> Provided data
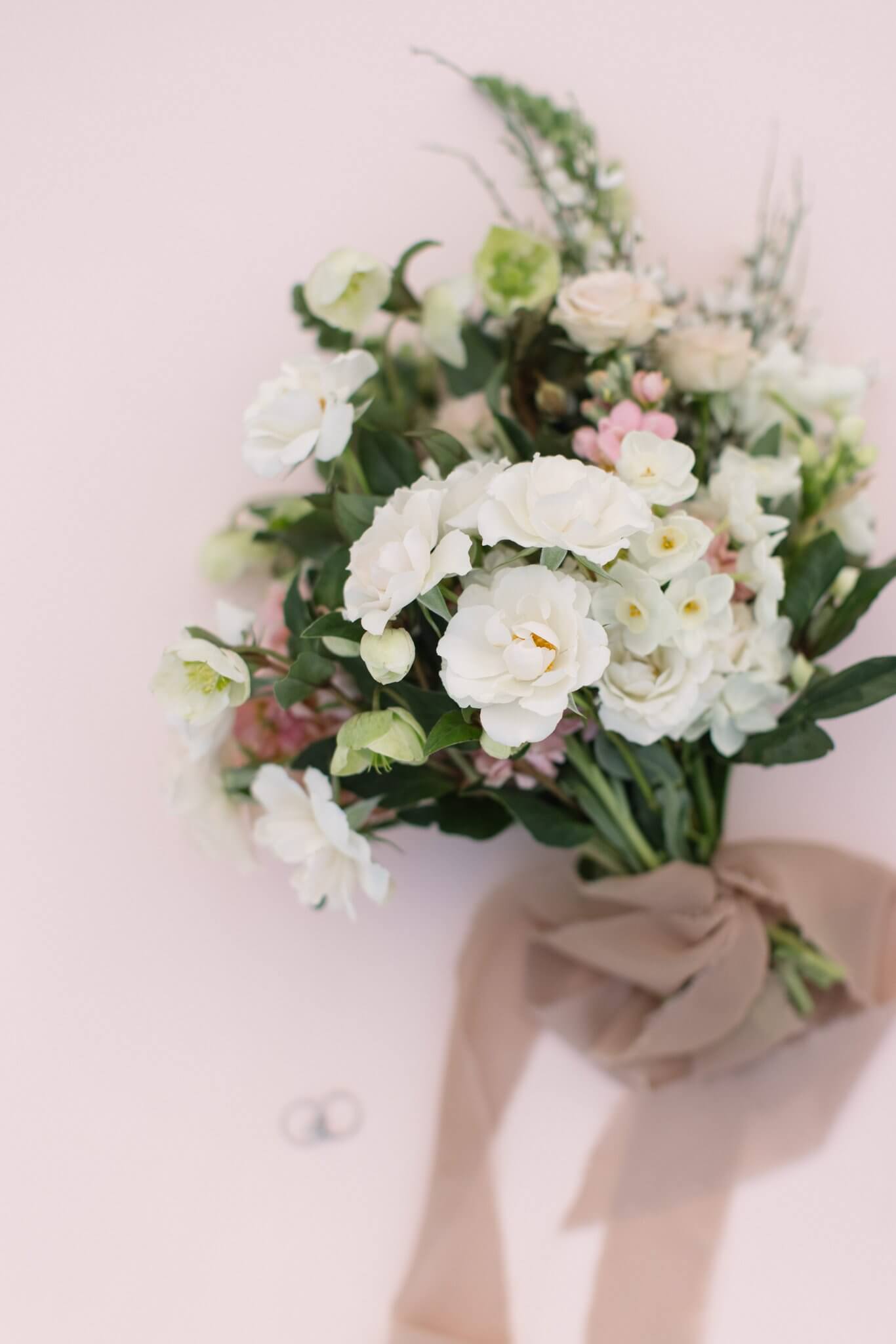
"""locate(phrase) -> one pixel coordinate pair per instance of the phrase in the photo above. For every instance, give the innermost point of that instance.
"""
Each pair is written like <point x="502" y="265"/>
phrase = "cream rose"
<point x="518" y="647"/>
<point x="610" y="308"/>
<point x="710" y="358"/>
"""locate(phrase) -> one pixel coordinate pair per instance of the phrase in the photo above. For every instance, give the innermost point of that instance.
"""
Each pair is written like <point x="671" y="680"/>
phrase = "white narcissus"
<point x="518" y="647"/>
<point x="304" y="827"/>
<point x="442" y="310"/>
<point x="561" y="501"/>
<point x="197" y="681"/>
<point x="304" y="410"/>
<point x="660" y="469"/>
<point x="399" y="556"/>
<point x="347" y="288"/>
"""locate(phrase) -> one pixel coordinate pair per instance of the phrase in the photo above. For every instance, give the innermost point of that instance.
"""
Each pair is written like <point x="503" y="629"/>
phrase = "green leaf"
<point x="387" y="461"/>
<point x="793" y="741"/>
<point x="449" y="732"/>
<point x="546" y="822"/>
<point x="844" y="619"/>
<point x="856" y="688"/>
<point x="445" y="451"/>
<point x="809" y="576"/>
<point x="354" y="514"/>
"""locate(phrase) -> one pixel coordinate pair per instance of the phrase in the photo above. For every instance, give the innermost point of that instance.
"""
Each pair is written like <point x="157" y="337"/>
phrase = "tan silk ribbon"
<point x="661" y="978"/>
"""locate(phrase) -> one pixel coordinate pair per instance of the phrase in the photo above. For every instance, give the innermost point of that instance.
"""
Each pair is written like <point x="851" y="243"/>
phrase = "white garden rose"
<point x="562" y="501"/>
<point x="634" y="604"/>
<point x="197" y="681"/>
<point x="707" y="358"/>
<point x="399" y="556"/>
<point x="304" y="827"/>
<point x="645" y="698"/>
<point x="610" y="308"/>
<point x="305" y="410"/>
<point x="347" y="288"/>
<point x="518" y="647"/>
<point x="660" y="469"/>
<point x="442" y="310"/>
<point x="678" y="541"/>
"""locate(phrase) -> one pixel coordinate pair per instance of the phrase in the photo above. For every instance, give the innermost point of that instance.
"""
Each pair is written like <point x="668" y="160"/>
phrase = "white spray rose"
<point x="660" y="469"/>
<point x="399" y="556"/>
<point x="442" y="310"/>
<point x="197" y="681"/>
<point x="708" y="358"/>
<point x="305" y="410"/>
<point x="637" y="605"/>
<point x="347" y="288"/>
<point x="304" y="827"/>
<point x="565" y="503"/>
<point x="388" y="656"/>
<point x="678" y="541"/>
<point x="610" y="308"/>
<point x="518" y="647"/>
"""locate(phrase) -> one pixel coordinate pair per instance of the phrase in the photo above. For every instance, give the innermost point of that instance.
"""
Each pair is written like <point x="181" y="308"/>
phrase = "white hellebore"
<point x="561" y="501"/>
<point x="305" y="410"/>
<point x="702" y="602"/>
<point x="399" y="556"/>
<point x="676" y="542"/>
<point x="518" y="647"/>
<point x="659" y="468"/>
<point x="302" y="826"/>
<point x="347" y="288"/>
<point x="636" y="602"/>
<point x="387" y="656"/>
<point x="442" y="316"/>
<point x="197" y="681"/>
<point x="610" y="308"/>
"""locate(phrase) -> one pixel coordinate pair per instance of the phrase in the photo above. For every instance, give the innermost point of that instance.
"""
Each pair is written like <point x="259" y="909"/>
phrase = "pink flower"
<point x="649" y="387"/>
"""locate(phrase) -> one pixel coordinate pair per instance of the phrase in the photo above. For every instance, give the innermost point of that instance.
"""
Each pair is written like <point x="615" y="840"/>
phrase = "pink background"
<point x="169" y="171"/>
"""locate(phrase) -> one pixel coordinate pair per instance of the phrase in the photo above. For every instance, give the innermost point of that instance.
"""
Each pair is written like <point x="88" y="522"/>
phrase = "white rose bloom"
<point x="707" y="358"/>
<point x="399" y="556"/>
<point x="565" y="503"/>
<point x="659" y="468"/>
<point x="678" y="541"/>
<point x="197" y="681"/>
<point x="519" y="647"/>
<point x="649" y="698"/>
<point x="637" y="605"/>
<point x="347" y="288"/>
<point x="305" y="410"/>
<point x="610" y="308"/>
<point x="302" y="826"/>
<point x="853" y="523"/>
<point x="702" y="602"/>
<point x="442" y="316"/>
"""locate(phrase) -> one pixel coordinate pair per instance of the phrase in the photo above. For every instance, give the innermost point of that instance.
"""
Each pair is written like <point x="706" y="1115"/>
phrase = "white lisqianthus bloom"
<point x="561" y="501"/>
<point x="637" y="605"/>
<point x="442" y="308"/>
<point x="304" y="410"/>
<point x="702" y="602"/>
<point x="304" y="827"/>
<point x="676" y="542"/>
<point x="653" y="696"/>
<point x="347" y="288"/>
<point x="660" y="469"/>
<point x="197" y="681"/>
<point x="387" y="656"/>
<point x="516" y="648"/>
<point x="399" y="556"/>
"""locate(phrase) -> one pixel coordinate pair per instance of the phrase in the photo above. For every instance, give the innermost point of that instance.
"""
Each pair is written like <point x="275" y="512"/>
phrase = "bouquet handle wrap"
<point x="662" y="978"/>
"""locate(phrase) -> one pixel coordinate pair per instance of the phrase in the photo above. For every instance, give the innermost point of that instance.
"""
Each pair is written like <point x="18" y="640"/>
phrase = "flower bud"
<point x="388" y="656"/>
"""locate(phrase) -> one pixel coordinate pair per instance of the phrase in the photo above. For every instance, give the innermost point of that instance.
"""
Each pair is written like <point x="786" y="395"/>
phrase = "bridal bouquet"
<point x="569" y="546"/>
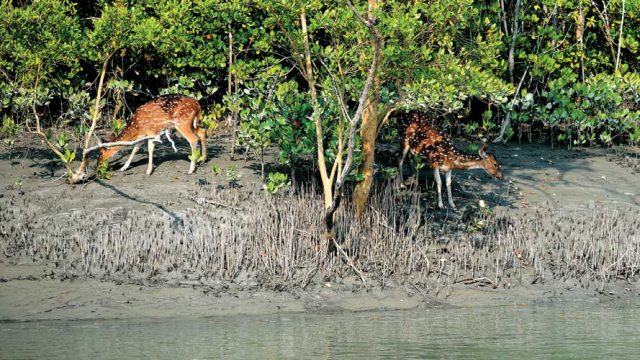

> Given task
Identify each line in the records above that contains the word "bouquet", and copy every such line.

> Full answer
phrase = "bouquet handle wrap"
phrase = "bridal bouquet"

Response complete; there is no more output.